───── Data excerpts

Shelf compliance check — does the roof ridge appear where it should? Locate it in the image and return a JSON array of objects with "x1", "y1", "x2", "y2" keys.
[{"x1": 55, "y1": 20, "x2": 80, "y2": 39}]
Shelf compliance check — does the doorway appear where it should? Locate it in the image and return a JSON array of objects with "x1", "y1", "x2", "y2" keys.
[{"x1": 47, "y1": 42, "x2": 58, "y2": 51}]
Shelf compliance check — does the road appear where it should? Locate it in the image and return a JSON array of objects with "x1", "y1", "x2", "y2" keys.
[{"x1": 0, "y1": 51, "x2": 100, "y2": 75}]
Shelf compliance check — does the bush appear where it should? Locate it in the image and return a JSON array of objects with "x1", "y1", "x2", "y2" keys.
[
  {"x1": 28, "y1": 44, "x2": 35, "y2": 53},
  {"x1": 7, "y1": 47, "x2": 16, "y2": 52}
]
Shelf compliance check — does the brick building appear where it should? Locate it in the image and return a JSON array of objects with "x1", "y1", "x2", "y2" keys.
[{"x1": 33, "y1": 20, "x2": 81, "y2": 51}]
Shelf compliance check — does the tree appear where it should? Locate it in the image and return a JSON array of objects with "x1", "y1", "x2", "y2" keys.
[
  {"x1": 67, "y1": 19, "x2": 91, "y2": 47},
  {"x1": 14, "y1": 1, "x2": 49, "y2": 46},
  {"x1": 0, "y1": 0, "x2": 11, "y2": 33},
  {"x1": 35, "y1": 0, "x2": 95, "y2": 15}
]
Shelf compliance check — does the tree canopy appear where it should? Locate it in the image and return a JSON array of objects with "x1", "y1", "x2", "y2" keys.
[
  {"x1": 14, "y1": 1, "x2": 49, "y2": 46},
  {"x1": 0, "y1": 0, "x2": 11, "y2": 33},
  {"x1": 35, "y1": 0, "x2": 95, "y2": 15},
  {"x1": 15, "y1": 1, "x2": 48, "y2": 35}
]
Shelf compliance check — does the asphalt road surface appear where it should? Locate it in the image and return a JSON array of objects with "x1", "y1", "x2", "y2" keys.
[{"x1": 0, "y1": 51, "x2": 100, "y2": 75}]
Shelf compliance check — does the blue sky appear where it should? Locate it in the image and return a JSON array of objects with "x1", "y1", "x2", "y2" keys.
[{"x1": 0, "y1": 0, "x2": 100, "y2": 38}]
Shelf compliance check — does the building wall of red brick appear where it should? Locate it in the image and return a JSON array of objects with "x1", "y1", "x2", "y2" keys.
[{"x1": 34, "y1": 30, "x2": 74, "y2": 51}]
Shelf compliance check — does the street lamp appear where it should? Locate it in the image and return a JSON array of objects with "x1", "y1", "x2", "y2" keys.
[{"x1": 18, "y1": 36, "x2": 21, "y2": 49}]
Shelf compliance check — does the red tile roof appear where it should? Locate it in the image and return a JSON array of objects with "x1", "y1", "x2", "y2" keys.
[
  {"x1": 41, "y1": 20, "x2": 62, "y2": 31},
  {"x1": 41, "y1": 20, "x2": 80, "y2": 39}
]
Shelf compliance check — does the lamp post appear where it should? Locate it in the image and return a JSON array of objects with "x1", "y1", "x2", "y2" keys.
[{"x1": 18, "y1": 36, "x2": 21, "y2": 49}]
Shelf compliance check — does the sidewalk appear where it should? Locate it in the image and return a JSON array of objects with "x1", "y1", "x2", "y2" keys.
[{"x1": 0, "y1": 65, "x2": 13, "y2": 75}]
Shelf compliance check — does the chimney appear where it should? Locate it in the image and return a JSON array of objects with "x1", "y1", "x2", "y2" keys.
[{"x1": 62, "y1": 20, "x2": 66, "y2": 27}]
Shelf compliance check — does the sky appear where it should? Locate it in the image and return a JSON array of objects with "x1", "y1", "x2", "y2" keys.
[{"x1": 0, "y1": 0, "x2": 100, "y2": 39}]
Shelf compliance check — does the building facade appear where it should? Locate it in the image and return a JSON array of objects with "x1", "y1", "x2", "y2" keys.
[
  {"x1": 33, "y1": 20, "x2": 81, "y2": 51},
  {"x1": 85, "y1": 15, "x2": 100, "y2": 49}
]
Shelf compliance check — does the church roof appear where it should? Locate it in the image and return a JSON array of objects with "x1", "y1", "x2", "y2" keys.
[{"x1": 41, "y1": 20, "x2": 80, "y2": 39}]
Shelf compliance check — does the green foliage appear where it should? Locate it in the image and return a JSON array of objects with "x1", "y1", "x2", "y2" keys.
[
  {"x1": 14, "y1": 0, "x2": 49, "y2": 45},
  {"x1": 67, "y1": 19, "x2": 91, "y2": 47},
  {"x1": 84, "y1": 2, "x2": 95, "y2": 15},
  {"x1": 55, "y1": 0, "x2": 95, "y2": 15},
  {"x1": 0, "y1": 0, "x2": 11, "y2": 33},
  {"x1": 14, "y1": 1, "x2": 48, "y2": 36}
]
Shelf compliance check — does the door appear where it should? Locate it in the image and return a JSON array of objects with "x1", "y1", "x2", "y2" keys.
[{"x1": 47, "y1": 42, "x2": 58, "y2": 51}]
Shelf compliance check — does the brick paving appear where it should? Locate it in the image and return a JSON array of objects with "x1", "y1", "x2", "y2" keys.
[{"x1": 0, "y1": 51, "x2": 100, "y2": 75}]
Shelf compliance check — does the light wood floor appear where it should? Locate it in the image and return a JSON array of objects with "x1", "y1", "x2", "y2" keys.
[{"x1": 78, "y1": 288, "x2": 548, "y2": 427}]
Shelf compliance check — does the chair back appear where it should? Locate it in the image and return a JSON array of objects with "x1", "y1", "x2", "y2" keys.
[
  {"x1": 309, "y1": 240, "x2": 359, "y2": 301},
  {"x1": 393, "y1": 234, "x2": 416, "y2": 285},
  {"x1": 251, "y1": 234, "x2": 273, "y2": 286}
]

──────────

Given exercise
State how many lines in the entries above contain the string "lamp", treating uppercase and lowercase letters as distinct. Reply with the number only.

Task output
2